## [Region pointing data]
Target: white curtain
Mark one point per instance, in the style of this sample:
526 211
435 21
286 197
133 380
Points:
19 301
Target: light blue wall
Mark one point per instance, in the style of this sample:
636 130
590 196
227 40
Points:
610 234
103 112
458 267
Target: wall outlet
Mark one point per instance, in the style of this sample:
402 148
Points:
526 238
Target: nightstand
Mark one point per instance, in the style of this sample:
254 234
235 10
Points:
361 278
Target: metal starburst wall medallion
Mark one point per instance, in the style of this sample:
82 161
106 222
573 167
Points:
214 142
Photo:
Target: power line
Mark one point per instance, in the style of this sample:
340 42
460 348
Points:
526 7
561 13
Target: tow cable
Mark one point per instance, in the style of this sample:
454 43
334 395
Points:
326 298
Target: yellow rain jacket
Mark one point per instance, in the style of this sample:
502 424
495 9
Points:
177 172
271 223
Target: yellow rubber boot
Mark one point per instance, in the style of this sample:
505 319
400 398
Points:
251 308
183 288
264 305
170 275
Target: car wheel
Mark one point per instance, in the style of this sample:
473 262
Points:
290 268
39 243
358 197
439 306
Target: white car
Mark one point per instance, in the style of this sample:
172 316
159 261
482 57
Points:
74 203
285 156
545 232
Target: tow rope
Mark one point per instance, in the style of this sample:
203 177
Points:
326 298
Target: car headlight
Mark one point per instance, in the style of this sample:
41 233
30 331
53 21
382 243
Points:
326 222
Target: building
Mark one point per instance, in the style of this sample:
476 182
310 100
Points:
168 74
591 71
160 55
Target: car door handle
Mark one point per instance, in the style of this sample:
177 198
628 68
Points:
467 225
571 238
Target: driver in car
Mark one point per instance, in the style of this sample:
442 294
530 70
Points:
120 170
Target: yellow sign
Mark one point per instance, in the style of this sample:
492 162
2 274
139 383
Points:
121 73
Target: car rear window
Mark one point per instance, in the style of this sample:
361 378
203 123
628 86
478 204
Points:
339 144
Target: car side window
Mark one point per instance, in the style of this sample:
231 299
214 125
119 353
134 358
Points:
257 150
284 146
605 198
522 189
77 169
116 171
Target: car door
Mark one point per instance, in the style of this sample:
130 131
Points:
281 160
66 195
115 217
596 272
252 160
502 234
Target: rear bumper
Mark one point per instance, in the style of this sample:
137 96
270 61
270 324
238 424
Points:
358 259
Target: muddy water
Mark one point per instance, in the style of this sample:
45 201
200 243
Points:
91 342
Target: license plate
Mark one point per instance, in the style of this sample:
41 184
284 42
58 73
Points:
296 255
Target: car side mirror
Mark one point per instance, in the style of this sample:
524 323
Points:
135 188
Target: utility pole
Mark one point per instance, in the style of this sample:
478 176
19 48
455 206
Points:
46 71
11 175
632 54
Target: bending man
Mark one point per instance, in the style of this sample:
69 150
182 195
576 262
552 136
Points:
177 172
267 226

## [PROBLEM]
On how many lines of the data does the word "window" appear? Only the number is wanted.

## [WORKED SOLUTION]
2